DIRECTIONS
What you return must be the exact lines of the material below, from the first through the one that has "[[136, 268], [170, 175], [459, 269], [272, 136]]", with no pictures and, please, nothing else.

DATA IN THIS EXERCISE

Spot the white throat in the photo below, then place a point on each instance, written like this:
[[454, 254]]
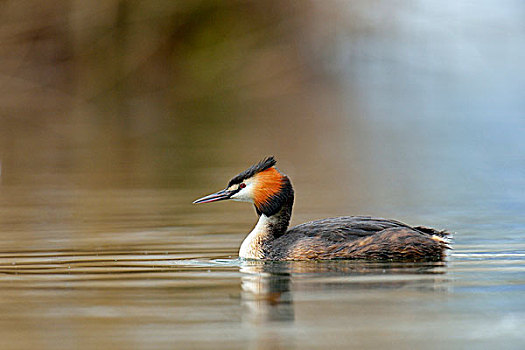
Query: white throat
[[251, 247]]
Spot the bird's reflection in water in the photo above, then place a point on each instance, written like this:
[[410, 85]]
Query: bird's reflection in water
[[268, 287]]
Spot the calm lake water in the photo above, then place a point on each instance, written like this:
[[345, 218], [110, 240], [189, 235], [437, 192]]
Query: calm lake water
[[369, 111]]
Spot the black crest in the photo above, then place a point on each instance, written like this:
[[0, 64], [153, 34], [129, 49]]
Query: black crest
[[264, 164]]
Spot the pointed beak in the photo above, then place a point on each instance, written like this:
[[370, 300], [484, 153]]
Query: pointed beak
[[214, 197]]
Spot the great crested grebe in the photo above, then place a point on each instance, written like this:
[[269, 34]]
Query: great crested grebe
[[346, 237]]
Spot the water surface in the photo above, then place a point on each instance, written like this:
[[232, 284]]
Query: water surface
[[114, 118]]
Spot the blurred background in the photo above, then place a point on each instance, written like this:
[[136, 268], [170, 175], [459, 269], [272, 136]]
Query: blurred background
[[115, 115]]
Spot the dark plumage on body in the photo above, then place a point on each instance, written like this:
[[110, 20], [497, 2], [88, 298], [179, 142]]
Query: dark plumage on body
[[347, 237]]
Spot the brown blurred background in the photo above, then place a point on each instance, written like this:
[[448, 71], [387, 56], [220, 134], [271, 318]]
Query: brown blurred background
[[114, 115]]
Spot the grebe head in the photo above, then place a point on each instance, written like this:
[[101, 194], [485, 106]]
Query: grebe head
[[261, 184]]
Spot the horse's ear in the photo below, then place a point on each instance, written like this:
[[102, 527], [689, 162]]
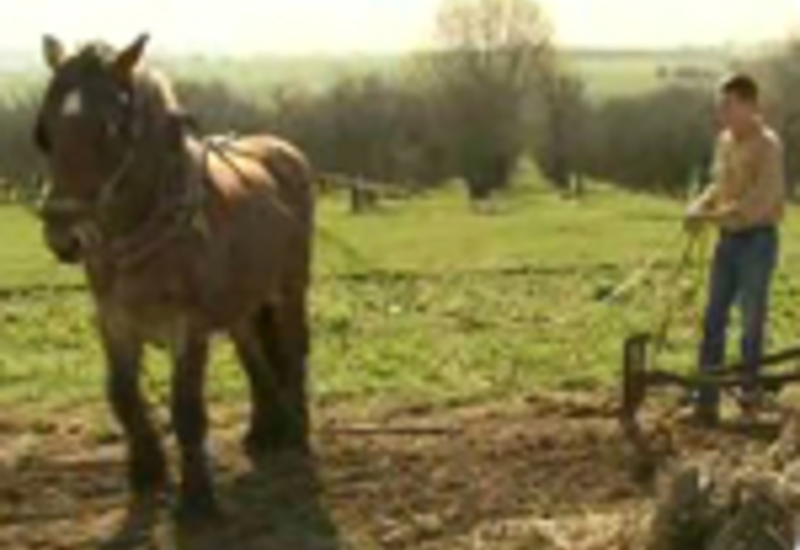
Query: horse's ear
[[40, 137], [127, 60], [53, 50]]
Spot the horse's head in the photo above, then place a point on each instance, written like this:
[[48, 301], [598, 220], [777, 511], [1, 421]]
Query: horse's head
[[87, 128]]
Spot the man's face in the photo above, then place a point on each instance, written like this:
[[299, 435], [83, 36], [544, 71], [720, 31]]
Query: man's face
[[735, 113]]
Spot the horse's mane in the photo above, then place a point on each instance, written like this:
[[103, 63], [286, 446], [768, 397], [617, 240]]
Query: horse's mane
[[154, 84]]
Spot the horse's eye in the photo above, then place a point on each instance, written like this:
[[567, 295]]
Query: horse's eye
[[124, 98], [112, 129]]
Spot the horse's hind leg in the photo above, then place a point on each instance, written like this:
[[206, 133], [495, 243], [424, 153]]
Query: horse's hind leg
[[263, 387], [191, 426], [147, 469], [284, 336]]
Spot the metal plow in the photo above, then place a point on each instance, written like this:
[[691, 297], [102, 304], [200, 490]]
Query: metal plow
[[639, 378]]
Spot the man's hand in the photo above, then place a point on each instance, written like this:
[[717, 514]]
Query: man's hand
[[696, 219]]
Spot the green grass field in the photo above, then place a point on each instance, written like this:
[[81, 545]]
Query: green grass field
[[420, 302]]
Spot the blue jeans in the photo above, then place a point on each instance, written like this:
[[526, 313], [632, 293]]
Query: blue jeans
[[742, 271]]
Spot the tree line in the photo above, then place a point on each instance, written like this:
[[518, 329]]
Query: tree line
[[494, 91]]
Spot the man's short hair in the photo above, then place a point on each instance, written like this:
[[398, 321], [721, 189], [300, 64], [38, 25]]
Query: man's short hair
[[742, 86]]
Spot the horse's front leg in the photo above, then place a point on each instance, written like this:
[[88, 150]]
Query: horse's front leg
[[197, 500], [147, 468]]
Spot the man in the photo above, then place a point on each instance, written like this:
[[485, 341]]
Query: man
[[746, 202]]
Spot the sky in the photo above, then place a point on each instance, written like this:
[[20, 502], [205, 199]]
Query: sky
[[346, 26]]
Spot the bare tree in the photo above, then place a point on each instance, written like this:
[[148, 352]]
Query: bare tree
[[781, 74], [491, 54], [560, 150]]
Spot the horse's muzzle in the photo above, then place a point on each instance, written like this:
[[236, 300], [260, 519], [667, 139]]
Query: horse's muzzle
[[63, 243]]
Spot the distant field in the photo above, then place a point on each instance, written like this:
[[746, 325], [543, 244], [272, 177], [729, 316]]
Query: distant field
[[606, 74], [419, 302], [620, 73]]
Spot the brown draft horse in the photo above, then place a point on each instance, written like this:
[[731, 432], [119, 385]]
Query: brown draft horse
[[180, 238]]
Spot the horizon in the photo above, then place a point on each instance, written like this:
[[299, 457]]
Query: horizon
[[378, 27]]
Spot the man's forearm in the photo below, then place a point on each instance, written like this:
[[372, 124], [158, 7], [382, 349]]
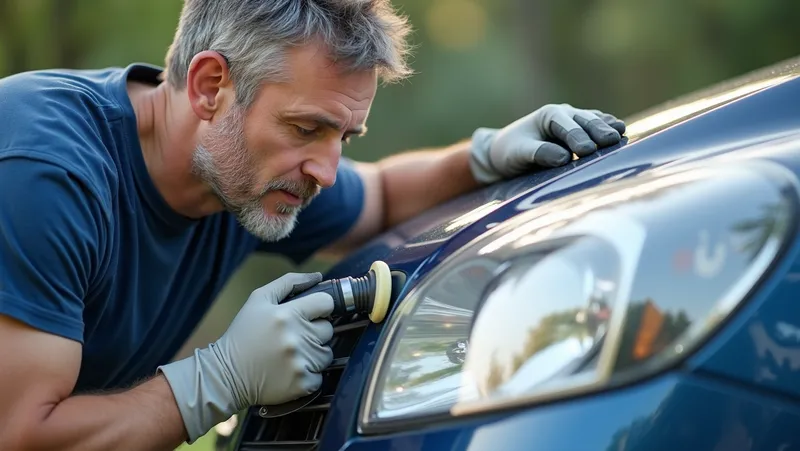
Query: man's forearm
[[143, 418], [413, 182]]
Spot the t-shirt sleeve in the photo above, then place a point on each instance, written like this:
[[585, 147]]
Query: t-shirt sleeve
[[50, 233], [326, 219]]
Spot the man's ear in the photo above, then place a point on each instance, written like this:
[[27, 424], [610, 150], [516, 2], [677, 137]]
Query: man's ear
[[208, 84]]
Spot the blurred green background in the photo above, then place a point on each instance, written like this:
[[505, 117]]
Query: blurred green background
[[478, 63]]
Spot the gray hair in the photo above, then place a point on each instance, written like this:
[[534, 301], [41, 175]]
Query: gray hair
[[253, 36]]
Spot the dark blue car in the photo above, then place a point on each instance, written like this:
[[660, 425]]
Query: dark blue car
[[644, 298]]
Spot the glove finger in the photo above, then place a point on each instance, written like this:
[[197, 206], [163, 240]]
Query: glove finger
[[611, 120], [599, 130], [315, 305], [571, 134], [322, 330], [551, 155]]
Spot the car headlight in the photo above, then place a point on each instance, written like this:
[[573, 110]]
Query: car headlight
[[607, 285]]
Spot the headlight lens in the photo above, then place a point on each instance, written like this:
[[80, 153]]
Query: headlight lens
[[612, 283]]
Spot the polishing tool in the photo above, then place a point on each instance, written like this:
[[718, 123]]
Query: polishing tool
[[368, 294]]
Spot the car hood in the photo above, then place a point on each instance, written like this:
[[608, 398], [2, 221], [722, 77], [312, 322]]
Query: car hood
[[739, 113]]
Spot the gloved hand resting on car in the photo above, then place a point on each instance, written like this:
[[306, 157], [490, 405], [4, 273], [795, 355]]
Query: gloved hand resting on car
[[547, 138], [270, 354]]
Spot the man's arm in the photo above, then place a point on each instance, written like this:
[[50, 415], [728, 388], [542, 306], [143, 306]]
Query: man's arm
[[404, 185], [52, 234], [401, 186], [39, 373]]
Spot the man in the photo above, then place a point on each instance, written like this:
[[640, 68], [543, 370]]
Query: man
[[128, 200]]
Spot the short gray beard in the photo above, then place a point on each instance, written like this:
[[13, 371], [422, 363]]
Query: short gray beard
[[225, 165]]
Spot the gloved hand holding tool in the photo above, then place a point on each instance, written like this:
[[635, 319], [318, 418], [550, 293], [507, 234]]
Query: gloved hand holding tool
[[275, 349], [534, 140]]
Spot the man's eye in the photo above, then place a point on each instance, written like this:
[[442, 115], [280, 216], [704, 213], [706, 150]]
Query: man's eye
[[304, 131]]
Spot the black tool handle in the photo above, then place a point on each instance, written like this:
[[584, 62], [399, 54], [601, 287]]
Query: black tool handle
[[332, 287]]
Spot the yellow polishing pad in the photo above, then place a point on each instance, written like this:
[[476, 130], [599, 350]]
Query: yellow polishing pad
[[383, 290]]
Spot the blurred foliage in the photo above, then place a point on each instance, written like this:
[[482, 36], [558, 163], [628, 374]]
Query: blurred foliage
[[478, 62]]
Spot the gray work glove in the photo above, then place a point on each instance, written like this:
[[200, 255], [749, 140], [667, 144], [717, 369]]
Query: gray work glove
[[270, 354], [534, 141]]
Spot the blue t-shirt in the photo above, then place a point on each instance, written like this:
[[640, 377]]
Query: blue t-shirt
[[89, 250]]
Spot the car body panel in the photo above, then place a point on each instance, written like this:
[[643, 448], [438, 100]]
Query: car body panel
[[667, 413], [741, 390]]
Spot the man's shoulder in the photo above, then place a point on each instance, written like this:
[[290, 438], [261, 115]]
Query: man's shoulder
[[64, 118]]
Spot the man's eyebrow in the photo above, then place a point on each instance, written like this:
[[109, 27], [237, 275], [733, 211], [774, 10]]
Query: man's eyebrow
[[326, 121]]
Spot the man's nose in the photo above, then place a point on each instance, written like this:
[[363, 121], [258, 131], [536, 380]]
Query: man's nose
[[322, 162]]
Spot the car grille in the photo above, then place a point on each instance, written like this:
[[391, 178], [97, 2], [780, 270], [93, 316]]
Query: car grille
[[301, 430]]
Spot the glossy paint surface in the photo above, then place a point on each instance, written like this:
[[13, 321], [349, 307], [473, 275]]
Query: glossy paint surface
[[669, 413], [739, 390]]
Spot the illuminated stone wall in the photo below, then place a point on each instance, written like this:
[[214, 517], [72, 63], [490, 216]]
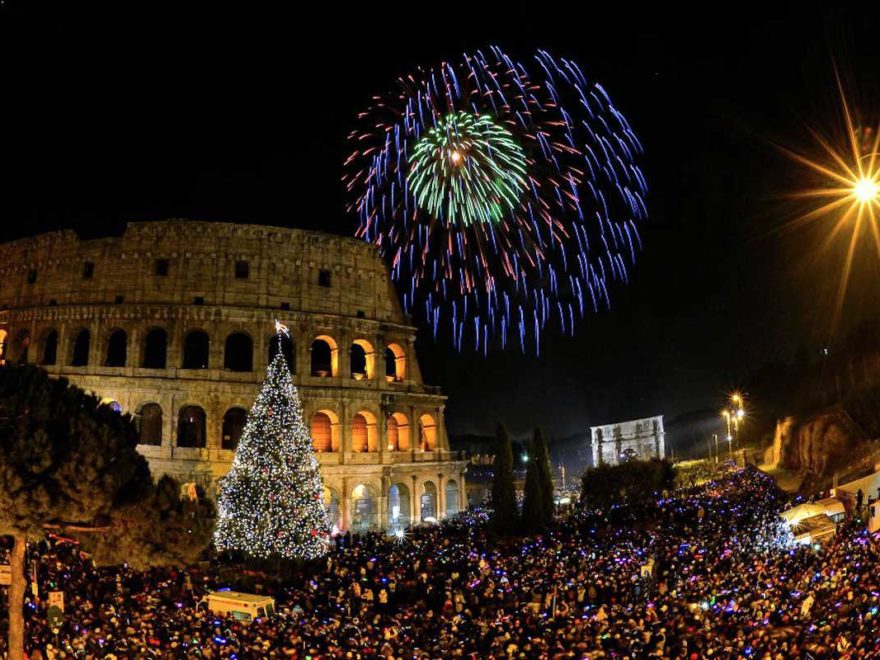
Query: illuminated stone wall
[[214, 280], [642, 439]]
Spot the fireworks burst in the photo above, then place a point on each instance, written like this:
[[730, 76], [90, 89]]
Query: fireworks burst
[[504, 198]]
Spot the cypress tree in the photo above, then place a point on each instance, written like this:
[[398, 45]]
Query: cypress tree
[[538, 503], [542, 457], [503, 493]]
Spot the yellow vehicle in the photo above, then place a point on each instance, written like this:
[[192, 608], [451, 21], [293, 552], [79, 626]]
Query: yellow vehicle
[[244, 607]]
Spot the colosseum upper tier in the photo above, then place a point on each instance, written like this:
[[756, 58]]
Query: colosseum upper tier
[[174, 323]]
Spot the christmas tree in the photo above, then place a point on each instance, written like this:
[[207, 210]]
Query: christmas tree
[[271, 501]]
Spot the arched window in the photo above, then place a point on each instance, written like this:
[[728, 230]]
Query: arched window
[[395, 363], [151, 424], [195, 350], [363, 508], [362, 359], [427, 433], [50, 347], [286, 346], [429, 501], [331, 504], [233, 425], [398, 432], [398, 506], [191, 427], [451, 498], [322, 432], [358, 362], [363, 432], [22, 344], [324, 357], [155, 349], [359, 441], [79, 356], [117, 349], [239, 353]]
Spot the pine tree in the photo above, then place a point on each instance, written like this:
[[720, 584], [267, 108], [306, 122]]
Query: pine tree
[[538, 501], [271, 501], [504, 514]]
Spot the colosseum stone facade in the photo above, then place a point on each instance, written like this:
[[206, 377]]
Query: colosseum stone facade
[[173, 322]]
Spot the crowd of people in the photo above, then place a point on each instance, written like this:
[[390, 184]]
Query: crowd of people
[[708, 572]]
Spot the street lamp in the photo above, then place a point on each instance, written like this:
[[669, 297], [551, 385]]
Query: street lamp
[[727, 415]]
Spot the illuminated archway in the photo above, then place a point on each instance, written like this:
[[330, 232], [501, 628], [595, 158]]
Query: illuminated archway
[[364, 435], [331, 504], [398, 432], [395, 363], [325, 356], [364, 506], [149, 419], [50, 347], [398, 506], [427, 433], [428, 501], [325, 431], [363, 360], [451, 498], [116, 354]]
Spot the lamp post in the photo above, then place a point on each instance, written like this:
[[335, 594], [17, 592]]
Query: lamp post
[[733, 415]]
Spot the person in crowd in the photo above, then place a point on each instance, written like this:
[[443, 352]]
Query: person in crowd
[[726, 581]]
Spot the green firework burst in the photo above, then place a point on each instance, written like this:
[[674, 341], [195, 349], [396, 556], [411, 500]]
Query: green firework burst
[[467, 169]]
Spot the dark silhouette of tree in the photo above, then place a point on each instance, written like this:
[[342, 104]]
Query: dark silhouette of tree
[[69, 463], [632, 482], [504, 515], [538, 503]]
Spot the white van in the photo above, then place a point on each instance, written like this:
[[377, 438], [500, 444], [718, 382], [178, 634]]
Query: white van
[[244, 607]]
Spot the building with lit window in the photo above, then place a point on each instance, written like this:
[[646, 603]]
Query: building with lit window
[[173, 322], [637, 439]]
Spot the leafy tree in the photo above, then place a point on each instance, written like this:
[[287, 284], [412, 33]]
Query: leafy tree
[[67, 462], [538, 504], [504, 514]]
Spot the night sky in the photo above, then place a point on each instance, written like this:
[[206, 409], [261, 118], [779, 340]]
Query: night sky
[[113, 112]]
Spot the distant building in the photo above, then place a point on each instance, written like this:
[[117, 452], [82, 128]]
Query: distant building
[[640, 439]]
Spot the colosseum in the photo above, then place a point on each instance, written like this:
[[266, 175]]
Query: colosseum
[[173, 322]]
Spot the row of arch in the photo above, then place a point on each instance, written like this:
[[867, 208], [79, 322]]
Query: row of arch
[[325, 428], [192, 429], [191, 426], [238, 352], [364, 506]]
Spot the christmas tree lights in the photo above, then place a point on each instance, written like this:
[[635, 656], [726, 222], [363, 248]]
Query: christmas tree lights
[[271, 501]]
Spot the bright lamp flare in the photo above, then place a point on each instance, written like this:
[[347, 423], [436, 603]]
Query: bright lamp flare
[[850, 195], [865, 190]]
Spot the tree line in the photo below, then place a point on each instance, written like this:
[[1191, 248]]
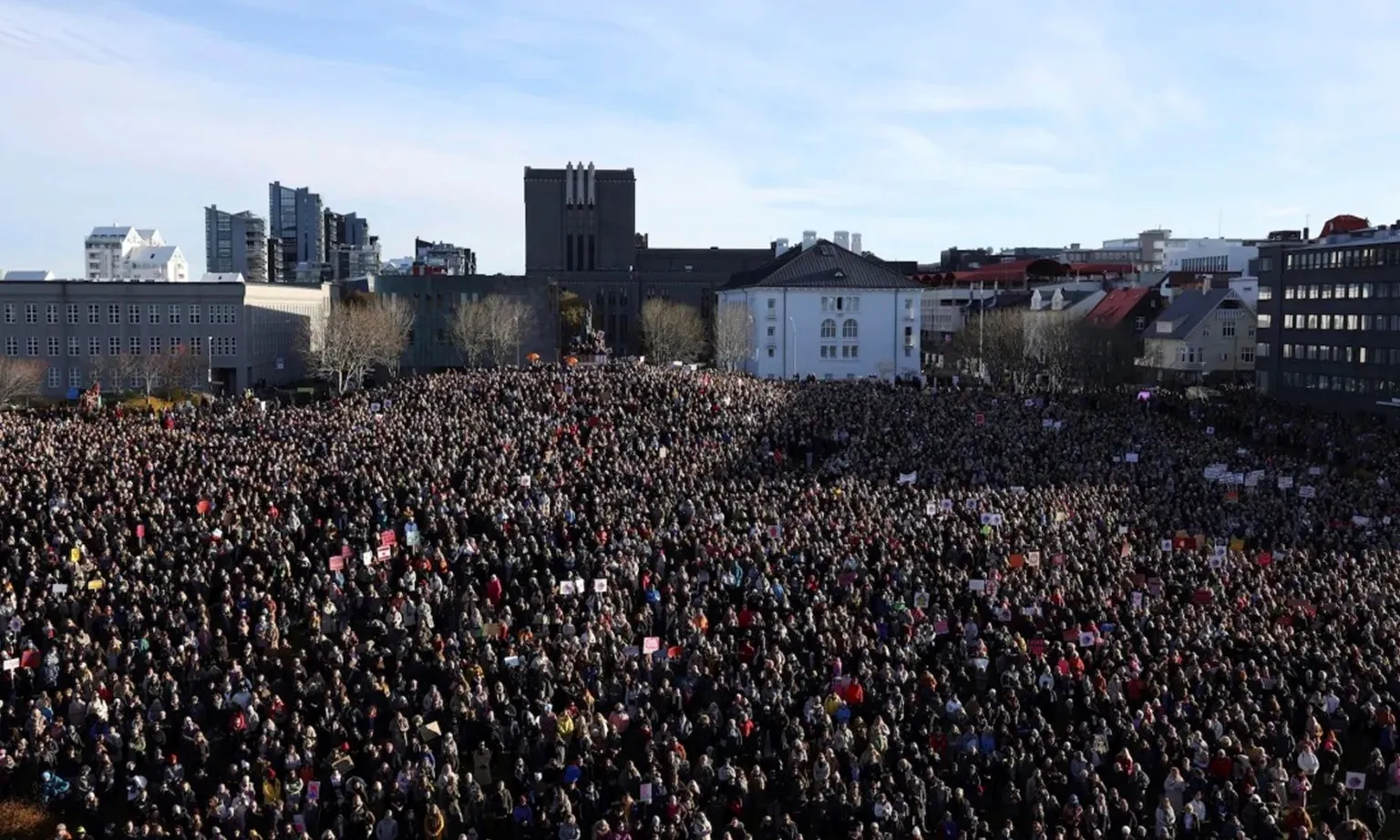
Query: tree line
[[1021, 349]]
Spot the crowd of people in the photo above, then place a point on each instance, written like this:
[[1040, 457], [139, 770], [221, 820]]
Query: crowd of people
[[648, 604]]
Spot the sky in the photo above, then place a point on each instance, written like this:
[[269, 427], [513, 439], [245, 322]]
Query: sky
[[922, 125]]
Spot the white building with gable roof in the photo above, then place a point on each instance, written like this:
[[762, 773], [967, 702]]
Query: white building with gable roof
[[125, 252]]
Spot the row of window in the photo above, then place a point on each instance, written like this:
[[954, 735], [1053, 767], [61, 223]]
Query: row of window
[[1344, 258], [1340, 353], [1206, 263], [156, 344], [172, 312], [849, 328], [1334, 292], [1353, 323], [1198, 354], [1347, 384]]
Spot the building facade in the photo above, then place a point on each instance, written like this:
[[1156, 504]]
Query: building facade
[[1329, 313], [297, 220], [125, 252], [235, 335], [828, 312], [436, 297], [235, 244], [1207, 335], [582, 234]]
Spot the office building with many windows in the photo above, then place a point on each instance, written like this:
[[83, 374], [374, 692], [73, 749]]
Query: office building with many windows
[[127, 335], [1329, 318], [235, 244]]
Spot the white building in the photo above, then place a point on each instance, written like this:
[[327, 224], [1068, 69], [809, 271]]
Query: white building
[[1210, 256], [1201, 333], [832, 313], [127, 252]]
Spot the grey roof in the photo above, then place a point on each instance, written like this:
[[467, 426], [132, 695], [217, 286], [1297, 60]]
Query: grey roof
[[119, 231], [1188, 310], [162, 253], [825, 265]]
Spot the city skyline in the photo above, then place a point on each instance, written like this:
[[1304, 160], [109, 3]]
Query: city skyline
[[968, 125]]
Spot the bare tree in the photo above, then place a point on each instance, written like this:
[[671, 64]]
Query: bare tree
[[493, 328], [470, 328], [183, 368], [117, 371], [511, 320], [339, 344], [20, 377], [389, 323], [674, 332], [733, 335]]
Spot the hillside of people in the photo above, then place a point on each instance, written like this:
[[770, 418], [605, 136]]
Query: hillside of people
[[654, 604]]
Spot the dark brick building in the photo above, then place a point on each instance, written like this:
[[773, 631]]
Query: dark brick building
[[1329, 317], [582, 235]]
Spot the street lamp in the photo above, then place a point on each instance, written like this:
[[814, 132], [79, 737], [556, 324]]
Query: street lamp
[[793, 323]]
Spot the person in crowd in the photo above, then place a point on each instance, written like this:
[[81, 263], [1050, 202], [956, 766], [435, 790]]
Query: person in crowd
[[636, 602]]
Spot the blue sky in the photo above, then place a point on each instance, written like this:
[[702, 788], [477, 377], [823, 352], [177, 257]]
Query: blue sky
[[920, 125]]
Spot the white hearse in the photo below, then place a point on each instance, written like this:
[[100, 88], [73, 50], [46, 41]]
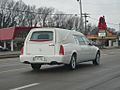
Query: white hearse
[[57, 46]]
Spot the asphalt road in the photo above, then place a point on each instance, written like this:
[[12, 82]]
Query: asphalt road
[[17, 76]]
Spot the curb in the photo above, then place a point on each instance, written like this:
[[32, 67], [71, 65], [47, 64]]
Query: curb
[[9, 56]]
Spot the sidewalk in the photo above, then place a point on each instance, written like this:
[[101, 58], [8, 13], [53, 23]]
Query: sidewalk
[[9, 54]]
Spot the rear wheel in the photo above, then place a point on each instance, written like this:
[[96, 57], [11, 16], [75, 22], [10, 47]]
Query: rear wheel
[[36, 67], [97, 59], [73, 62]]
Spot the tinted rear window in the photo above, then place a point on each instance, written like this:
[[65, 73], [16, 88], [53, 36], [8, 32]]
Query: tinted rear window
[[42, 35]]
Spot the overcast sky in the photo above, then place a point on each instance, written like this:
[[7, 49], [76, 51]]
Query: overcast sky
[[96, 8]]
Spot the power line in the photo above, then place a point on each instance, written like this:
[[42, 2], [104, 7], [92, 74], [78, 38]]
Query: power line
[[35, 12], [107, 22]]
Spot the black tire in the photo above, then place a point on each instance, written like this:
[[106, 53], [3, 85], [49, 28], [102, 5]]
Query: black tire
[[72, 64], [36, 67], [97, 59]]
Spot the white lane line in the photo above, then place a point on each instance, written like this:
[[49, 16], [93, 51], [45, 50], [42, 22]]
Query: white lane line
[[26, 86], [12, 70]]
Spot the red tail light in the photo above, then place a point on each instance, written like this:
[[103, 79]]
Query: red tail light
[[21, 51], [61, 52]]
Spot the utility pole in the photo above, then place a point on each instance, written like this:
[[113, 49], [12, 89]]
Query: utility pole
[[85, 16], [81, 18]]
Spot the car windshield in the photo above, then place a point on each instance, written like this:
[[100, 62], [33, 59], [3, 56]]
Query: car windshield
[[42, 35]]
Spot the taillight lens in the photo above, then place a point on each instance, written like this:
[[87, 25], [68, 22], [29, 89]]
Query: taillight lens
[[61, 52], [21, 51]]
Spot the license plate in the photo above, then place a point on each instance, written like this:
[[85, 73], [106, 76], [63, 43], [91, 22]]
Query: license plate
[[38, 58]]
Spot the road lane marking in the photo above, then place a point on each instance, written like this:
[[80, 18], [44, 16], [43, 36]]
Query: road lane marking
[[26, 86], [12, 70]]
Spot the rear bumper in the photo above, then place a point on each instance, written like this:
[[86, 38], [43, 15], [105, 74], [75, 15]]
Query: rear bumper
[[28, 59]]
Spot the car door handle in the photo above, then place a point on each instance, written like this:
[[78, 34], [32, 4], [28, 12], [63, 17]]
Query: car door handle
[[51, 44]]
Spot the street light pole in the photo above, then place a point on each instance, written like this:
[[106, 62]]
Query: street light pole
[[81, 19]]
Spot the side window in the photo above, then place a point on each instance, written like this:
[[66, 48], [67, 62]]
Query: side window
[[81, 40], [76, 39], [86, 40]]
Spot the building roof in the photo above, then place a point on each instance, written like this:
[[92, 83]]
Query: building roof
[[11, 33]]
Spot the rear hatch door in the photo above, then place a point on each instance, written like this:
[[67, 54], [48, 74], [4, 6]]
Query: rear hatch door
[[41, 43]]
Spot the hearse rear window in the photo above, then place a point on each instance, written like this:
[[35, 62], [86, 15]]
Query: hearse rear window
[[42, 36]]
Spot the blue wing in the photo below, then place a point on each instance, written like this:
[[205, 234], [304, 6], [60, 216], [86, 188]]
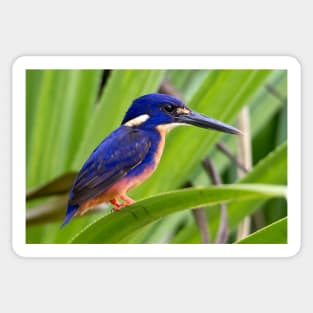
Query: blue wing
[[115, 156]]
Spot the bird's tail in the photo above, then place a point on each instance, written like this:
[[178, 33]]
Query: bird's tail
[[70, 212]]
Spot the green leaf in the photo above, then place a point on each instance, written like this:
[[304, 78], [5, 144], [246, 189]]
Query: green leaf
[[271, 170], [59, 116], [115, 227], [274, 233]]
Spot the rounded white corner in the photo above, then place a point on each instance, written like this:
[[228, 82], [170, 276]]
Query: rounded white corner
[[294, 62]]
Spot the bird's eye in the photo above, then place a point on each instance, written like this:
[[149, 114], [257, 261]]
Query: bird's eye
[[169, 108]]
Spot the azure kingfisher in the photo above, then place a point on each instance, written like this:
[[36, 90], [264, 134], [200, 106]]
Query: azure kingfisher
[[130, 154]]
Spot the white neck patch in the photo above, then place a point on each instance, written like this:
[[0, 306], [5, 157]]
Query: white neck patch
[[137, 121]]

RESULT OF THE TASK
Spot the white throat in the photo below, then place a point on each instance, written like this:
[[454, 254]]
Query: white throat
[[251, 247]]
Spot the bird's reflection in water in the photo above, then place a point on each instance, written like this:
[[410, 85]]
Query: bird's reflection in water
[[268, 287]]
Spot the calm lake water in the photo above, then place a point on each instance, written like this:
[[345, 218], [110, 240], [189, 235], [437, 192]]
Query: calm lake water
[[369, 111]]
Spot the black crest in the photo above, then place a point on each instance, written like this:
[[0, 64], [153, 34], [129, 49]]
Query: black crest
[[264, 164]]
Spot the pointed beak in the photo above, then place a point on each instance, written like this:
[[370, 300], [484, 153]]
Query: pointed beak
[[214, 197]]
Spot the great crested grebe in the photo above, then place a point on each instance, written like this:
[[269, 34]]
Query: great crested grebe
[[346, 237]]
Spot the water surface in the photo above, then place a point on each instance, written like this:
[[232, 284]]
Query: water surface
[[114, 118]]
Spot the blurred background in the photo above, then place a point on each instance, written like this:
[[136, 268], [170, 175], [459, 269], [272, 136]]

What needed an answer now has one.